[start of Record excerpts]
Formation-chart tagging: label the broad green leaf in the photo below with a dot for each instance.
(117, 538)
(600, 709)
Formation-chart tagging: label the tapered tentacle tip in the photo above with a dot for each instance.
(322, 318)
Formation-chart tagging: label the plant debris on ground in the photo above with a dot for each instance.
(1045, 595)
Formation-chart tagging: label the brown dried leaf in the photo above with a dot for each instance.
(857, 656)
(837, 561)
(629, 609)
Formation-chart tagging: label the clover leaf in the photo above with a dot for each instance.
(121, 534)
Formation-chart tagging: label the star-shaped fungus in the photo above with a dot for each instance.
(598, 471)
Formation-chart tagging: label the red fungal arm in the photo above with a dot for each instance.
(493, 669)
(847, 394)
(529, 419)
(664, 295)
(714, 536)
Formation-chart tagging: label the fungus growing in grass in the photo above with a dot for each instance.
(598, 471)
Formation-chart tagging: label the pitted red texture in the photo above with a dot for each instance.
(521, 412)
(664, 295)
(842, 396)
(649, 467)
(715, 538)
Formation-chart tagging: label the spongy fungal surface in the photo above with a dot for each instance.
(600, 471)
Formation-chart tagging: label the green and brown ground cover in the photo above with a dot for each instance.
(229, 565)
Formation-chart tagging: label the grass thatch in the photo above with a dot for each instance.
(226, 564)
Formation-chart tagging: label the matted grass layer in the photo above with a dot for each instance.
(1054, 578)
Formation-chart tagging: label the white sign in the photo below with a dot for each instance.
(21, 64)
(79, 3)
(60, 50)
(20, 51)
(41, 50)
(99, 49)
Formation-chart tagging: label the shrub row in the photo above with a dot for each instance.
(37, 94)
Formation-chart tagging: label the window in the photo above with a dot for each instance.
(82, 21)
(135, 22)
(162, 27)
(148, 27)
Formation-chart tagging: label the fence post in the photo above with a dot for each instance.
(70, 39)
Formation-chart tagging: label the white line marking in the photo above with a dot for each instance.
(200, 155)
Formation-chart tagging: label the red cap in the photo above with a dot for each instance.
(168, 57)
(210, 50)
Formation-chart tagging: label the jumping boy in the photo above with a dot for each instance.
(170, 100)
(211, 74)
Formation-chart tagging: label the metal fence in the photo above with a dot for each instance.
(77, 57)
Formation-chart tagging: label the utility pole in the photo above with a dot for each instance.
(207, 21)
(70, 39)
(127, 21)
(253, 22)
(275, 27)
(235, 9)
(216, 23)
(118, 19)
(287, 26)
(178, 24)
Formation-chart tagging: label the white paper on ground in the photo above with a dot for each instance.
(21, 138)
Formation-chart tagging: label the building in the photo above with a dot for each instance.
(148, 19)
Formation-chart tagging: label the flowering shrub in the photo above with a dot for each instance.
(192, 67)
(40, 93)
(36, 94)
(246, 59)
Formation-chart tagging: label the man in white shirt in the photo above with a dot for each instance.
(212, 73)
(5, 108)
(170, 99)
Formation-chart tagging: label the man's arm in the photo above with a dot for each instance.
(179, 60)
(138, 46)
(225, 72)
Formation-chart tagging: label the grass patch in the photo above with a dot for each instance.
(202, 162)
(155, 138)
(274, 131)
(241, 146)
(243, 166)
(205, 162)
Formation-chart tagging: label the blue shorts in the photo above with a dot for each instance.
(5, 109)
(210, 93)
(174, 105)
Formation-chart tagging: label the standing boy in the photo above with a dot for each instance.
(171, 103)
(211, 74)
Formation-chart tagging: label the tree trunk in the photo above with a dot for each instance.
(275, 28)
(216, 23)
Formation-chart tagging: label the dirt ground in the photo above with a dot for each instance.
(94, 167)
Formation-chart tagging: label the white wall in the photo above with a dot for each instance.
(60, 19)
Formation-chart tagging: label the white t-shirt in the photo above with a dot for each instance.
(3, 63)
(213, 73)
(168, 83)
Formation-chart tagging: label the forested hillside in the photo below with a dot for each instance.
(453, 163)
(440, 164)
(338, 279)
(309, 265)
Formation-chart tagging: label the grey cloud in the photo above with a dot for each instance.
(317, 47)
[end of Record excerpts]
(Your goal): Go through the material above line by line and copy it exactly.

(The answer):
Formation-chart tagging: label the broad green leaf in the photo below with a dot for each instance.
(117, 538)
(600, 709)
Formation-chart tagging: label the tapered tentacle tip in the photo above with a dot for each instance.
(322, 318)
Formation-chart tagging: label the plant debris on ground in the photo above with a dot for each instance.
(1045, 595)
Formation-chart tagging: label the brown dried leaf in the photo above with a dot for each instance.
(857, 656)
(837, 561)
(629, 609)
Formation-chart tagging: label the clover leaf in the photo above with a dot for each instance.
(121, 534)
Formation-chart tagging: label the star-shaped fungus in the photo above with a dot for each instance.
(598, 471)
Formation-chart tagging: label the red fungal arm in the photo above with a dot for each instance.
(493, 669)
(847, 394)
(529, 419)
(664, 295)
(714, 536)
Formation-chart tagging: label the fungus growing in grass in the photo above with a dot for each instance.
(598, 471)
Formation-chart tagging: label the pitted red texture in the photo above with a dot for each instance.
(521, 412)
(664, 295)
(842, 396)
(649, 467)
(715, 538)
Formation-chart tagging: label the spongy fungal surface in the photo above with a dot for each instance.
(600, 471)
Formation-chart tagging: label the green and brown ground cover in the photo above with a dot for each instance.
(229, 565)
Formation-chart tagging: label the grass thatch in the photo above with a dot for each instance.
(226, 564)
Formation-chart tagging: label the matted grass layer in the photo above with a dot for each instance.
(1054, 578)
Formation-chart tagging: label the white sign in the photo below with a dot for each instance.
(21, 64)
(79, 3)
(60, 50)
(20, 51)
(41, 50)
(99, 49)
Formation-chart tagging: label the shrub row in the photo above with a dot for each instance.
(37, 94)
Formation-chart tagging: label the window in the photo above with a dot for each instance.
(82, 21)
(135, 22)
(162, 27)
(148, 27)
Formation-chart tagging: label the fence post in the photo above with a dot for each instance.
(70, 39)
Formation-chart tagging: label the white line marking in the photo above with a dot for each instance.
(200, 155)
Formation-chart tagging: label the red cap in the photo above with a dot for each instance.
(168, 57)
(210, 50)
Formation-chart tagging: label the jumping boy in the photo above with a dot for each instance.
(170, 100)
(211, 74)
Formation-chart tagging: label the metal fence in the photo above with a dot for each instance.
(77, 57)
Formation-chart tagging: label the utility pole in the photo above with a dot for each instance.
(207, 21)
(70, 39)
(127, 21)
(253, 22)
(275, 27)
(235, 9)
(216, 23)
(118, 19)
(287, 26)
(178, 24)
Formation-chart tagging: label the white paper on ground in the photo above with a dot for each instance.
(21, 138)
Formation-chart tagging: label the building in the photo above with a dot for each instance.
(148, 19)
Formation-chart tagging: label the flowering shrub in the photo above with a dot for each instance.
(192, 67)
(40, 93)
(36, 94)
(246, 59)
Formation-chart tagging: label the man in white shirt in the photo above with a dot for each instance.
(212, 73)
(5, 108)
(170, 99)
Formation-chart tagging: label the man's arm in the photo above with a dot for each instance.
(179, 60)
(138, 46)
(225, 72)
Formation-chart tagging: label the grass patch in the photo above with a dot for each instance.
(202, 162)
(155, 138)
(274, 131)
(241, 146)
(243, 166)
(205, 162)
Formation-chart tagging: label the blue shorts in the photo above with a dot for each instance.
(5, 109)
(210, 93)
(174, 105)
Formation-chart tagging: label the standing boy in the photo above with a dot for each instance.
(171, 103)
(211, 74)
Formation-chart tagging: label the tree trunk in the photo above with a dot for each instance.
(275, 28)
(216, 23)
Formation-chart tagging: label the dirt ground in the photo above with a dot for each instance.
(94, 167)
Formation-chart tagging: label the white wall in the photo above with a dot for each instance.
(60, 19)
Formation-chart tagging: label the white t-shirt in the photo above with a dot for each instance.
(3, 63)
(213, 73)
(168, 83)
Formation-chart tagging: label the forested hillside in the photo below with a dot for each instance.
(453, 163)
(440, 164)
(338, 279)
(309, 265)
Formation-chart tagging: label the grey cloud in the photo above with a dot for each instance.
(317, 47)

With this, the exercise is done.